DATA ENTRIES —
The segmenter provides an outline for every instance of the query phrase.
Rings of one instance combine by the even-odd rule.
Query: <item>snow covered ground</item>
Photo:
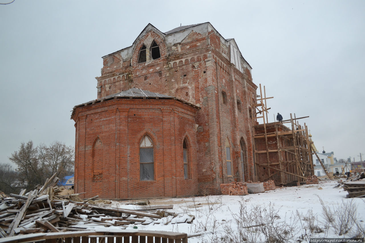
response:
[[[242,220],[244,222],[240,225],[242,232],[245,235],[250,235],[247,237],[251,237],[253,239],[252,240],[256,239],[256,242],[263,242],[265,239],[262,232],[259,232],[259,228],[251,227],[262,222],[263,219],[259,219],[261,217],[258,216],[258,212],[261,212],[261,215],[265,215],[264,217],[273,216],[273,225],[275,226],[275,228],[278,230],[284,230],[283,232],[288,234],[288,239],[291,239],[287,242],[295,242],[301,235],[306,234],[307,238],[309,238],[309,228],[311,225],[318,226],[318,229],[324,231],[313,233],[311,237],[342,238],[353,236],[356,230],[354,226],[347,234],[340,236],[338,230],[326,221],[323,217],[320,198],[324,205],[328,206],[333,212],[336,212],[330,214],[337,215],[335,216],[338,218],[341,214],[341,210],[349,205],[349,204],[352,201],[353,204],[351,208],[356,209],[356,212],[353,212],[351,214],[358,216],[357,222],[362,228],[363,232],[364,229],[365,228],[364,223],[365,220],[364,199],[346,198],[346,192],[341,188],[334,188],[337,184],[336,181],[320,181],[317,185],[284,188],[243,196],[210,196],[151,200],[150,202],[152,205],[173,204],[173,211],[182,215],[194,215],[195,219],[191,224],[169,223],[165,225],[165,223],[169,219],[165,217],[163,218],[161,223],[151,223],[145,225],[140,224],[137,226],[139,230],[178,232],[186,233],[189,235],[202,234],[199,236],[189,238],[189,242],[192,243],[225,242],[227,239],[222,240],[221,237],[227,235],[234,236],[238,234],[237,224],[234,218],[237,218],[238,216],[235,217],[234,215],[239,215],[240,207],[243,207],[244,211],[248,212],[243,213],[242,216],[243,218],[246,217],[245,219]],[[129,207],[135,209],[138,207],[131,205],[119,204],[117,202],[113,202],[112,206],[123,208]],[[311,215],[308,214],[310,210],[312,210]],[[254,212],[256,212],[256,216]],[[298,213],[301,215],[299,217],[296,216]],[[250,220],[247,217],[251,218]],[[311,218],[312,223],[309,224]],[[304,220],[306,219],[307,221]],[[341,220],[342,221],[345,220],[343,219]],[[134,226],[130,225],[127,228],[132,228]],[[246,228],[243,228],[245,227]],[[283,230],[285,227],[285,230]],[[266,232],[266,235],[270,234]],[[282,232],[280,234],[282,234]],[[303,240],[303,242],[306,241]],[[308,242],[307,239],[306,242]]]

WHAT IS ASKED — Without including any pictures, reproduce the listing exactly.

THE OUTPUT —
The segmenter provides an outline for every instance of the query phrase.
Rings of one instance combine by the even-odd rule.
Query: <item>snow covered ground</item>
Photo:
response:
[[[242,220],[244,222],[240,225],[242,232],[245,235],[250,235],[247,237],[251,237],[253,239],[252,240],[256,239],[256,242],[263,242],[265,239],[262,232],[259,232],[259,228],[251,227],[262,222],[263,219],[259,219],[261,217],[258,216],[258,212],[261,212],[261,215],[265,215],[264,217],[273,216],[273,225],[275,226],[275,228],[278,230],[284,230],[283,232],[288,234],[288,239],[291,239],[287,242],[295,242],[301,235],[306,234],[307,238],[309,238],[309,228],[311,225],[318,226],[318,229],[324,231],[313,233],[311,237],[342,238],[353,236],[356,230],[354,226],[347,234],[340,236],[338,230],[326,221],[323,217],[320,198],[324,205],[328,206],[333,212],[336,212],[330,214],[337,215],[335,216],[338,218],[341,214],[341,210],[349,205],[349,204],[352,201],[353,204],[351,208],[356,209],[356,212],[353,212],[351,214],[358,216],[357,222],[362,228],[363,232],[364,229],[365,228],[364,223],[365,220],[364,199],[346,198],[346,192],[341,188],[334,188],[337,184],[336,181],[320,181],[317,185],[284,188],[243,196],[210,196],[151,200],[150,202],[152,205],[173,204],[173,211],[182,215],[194,215],[195,219],[191,224],[169,223],[165,225],[165,223],[169,219],[165,217],[163,218],[161,223],[151,223],[145,225],[140,224],[137,226],[139,230],[178,232],[186,233],[189,235],[202,234],[199,236],[189,238],[189,242],[192,243],[225,242],[227,239],[222,240],[221,237],[227,235],[234,236],[238,234],[237,224],[234,218],[237,218],[238,216],[235,217],[234,215],[239,215],[240,207],[243,207],[244,211],[248,212],[243,213],[242,216],[243,218],[246,217],[245,219]],[[129,207],[135,209],[138,207],[131,205],[119,204],[117,202],[113,202],[112,206],[123,208]],[[311,215],[308,214],[310,210],[312,210]],[[254,212],[256,212],[256,216]],[[298,213],[301,215],[299,217],[296,216]],[[250,220],[247,217],[251,218]],[[311,218],[312,223],[309,224]],[[304,220],[306,219],[307,221]],[[341,220],[342,221],[345,220],[343,219]],[[134,226],[130,225],[127,228],[132,228]],[[246,228],[243,228],[245,227]],[[283,230],[285,227],[285,230]],[[266,232],[266,235],[270,234]],[[282,232],[280,234],[282,234]],[[303,240],[303,242],[306,241]],[[308,242],[307,239],[306,242]]]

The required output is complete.